Problem details: Put each of the following lines into a JSON list as a separate string, skipping any blank lines.

Data to process:
+++++

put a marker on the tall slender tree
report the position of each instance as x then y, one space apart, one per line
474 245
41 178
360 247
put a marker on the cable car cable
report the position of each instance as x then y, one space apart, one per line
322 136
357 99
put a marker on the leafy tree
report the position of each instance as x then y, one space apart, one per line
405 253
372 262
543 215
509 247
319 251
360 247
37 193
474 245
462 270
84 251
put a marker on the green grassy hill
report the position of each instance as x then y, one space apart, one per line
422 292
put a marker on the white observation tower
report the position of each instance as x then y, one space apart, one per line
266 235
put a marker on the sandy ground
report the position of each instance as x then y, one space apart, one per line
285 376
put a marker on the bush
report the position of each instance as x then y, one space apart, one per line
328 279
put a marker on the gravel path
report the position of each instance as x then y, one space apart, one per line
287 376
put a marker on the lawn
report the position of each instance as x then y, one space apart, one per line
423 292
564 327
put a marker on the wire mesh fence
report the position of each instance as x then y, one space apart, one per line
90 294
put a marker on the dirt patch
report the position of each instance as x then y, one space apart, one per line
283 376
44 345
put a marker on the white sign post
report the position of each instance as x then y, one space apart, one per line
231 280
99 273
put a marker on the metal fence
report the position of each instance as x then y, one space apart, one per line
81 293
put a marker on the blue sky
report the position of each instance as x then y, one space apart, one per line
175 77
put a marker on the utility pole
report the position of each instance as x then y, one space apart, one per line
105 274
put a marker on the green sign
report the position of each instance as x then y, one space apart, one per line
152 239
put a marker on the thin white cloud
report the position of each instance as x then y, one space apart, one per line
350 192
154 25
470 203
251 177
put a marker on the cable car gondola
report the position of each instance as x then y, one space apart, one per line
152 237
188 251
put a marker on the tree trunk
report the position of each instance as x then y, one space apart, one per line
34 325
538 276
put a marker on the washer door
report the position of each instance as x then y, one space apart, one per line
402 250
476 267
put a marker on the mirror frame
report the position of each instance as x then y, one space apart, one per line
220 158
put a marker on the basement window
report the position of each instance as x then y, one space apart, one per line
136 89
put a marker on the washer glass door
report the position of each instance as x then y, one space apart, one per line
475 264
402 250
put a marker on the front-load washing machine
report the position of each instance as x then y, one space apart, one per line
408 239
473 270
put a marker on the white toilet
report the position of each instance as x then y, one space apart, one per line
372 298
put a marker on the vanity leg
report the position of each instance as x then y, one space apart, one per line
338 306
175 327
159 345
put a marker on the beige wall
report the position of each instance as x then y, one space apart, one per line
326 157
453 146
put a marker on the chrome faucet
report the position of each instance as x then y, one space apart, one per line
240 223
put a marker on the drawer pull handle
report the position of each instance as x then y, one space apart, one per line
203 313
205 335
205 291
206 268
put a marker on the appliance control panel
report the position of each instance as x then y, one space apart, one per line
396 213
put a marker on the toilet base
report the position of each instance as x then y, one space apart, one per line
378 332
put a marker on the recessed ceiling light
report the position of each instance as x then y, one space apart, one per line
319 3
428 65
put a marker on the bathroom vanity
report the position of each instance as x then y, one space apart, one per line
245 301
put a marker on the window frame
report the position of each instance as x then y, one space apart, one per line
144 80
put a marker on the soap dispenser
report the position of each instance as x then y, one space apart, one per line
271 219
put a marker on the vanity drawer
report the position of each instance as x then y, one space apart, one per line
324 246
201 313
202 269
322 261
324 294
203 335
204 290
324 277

+++++

Answer to this task:
[
  "put a marker on the tall slender tree",
  "report the position of each instance as x then y, one space apart, one per line",
  "474 245",
  "41 178",
  "360 247",
  "put a marker on the cable car cable",
  "report the position of each instance as x then y, one space apart, one per line",
  "322 136",
  "357 99",
  "put a marker on the leafy tree",
  "report the position of each instance as x then y, one space apart, one per line",
  "405 253",
  "372 262",
  "543 215",
  "509 247",
  "319 251",
  "360 247",
  "37 193",
  "474 245",
  "462 270",
  "84 251",
  "put a marker on the green grassy hill",
  "report the position of each instance as x then y, one space apart, one per line",
  "422 292",
  "put a marker on the white observation tower",
  "report the position of each instance as x then y, one space apart, one per line",
  "266 235",
  "put a marker on the sandy ground",
  "report the position of each instance as x then y, one space apart, one per line",
  "285 376",
  "put a marker on the bush",
  "report the position of each instance as x then y, one space apart, one per line",
  "328 279",
  "put a marker on the gravel path",
  "report the position of each instance as x then y, one space apart, one per line",
  "287 376",
  "put a marker on the lawn",
  "report the position of each instance as x then y, one space apart, one per line",
  "423 292",
  "564 327",
  "put a marker on the wire mesh fence",
  "report the position of each instance as x then y, one space apart, one per line",
  "90 294",
  "put a marker on the dirt patch",
  "report the position of each instance as x then y, one space apart, one per line",
  "283 376",
  "44 345",
  "put a marker on the white sign post",
  "report the position of each instance as x then y, one space apart, one per line",
  "231 280",
  "99 273",
  "put a marker on the metal fence",
  "report the position of each instance as x then y, one space apart, one per line",
  "81 293",
  "put a marker on the blue sky",
  "report the position of each instance as x then y, one space apart, one per line",
  "175 77",
  "put a marker on the utility pole",
  "report the position of each instance as x then y, one space apart, one per line",
  "105 274",
  "put a marker on the green sign",
  "report the position of each instance as x then y, one space apart, one per line",
  "152 239",
  "put a marker on the thin white cloud",
  "report the position of each instance as x then y, one space apart, one per line",
  "350 192",
  "154 25",
  "470 203",
  "251 177",
  "put a marker on the cable car gondola",
  "report the position of each instance as x then y, one space apart, one per line",
  "152 237",
  "188 251",
  "put a marker on the tree trunk",
  "report the position of each instance as x then y, one space apart, one per line",
  "34 325",
  "538 276",
  "put a marker on the washer door",
  "report the position of each instance as x then y, one space apart, one per line",
  "402 250",
  "476 267",
  "put a marker on the mirror frame",
  "report the position of each instance as x then y, one space apart, one per line",
  "220 158",
  "put a marker on the basement window",
  "report the position of each instance as x then y, one space apart, one per line",
  "136 89",
  "put a marker on the washer glass door",
  "report the position of each instance as x then y, one space apart, one per line",
  "475 264",
  "402 250",
  "put a marker on the front-load washing machine",
  "report the position of each instance as x then y, one space apart, one per line",
  "408 239",
  "473 270",
  "put a marker on the white toilet",
  "report the position of each instance as x then y, one space apart, one per line",
  "372 298",
  "put a marker on the vanity leg",
  "report the position of each instance as x then y, one space apart, one per line",
  "338 306",
  "175 327",
  "159 345",
  "put a marker on the beige wall",
  "report the position of each instance as x then y, one space apart, one per line",
  "326 157",
  "453 146",
  "put a marker on the chrome faucet",
  "report the position of each instance as x then y, one space apart, one per line",
  "240 223",
  "put a marker on the drawer pull handle",
  "report the position of each instance as x then y, one space apart, one per line",
  "203 313",
  "205 335",
  "205 291",
  "206 268",
  "put a marker on the appliance control panel",
  "report the position of each instance as x then y, one space apart, one per line",
  "396 213",
  "put a marker on the toilet base",
  "report the position of each instance as x then y, one space apart, one per line",
  "378 332",
  "put a marker on the recessed ceiling light",
  "report the position of each instance as x then y, one space apart, one per line",
  "319 3",
  "428 65",
  "put a marker on the bathroom vanity",
  "report the position of each instance as x then y, one space apart, one per line",
  "245 301",
  "put a marker on the window frame",
  "report the position of each instance as x then y, one space apart, one per line",
  "144 80",
  "put a marker on the soap dispenser",
  "report the position of each instance as x then y, one space apart, one per line",
  "271 219",
  "put a marker on the vanity drawer",
  "report the position of each instance as x then y, one space apart, one per line",
  "324 246",
  "201 313",
  "202 269",
  "322 261",
  "324 294",
  "203 335",
  "204 290",
  "324 277"
]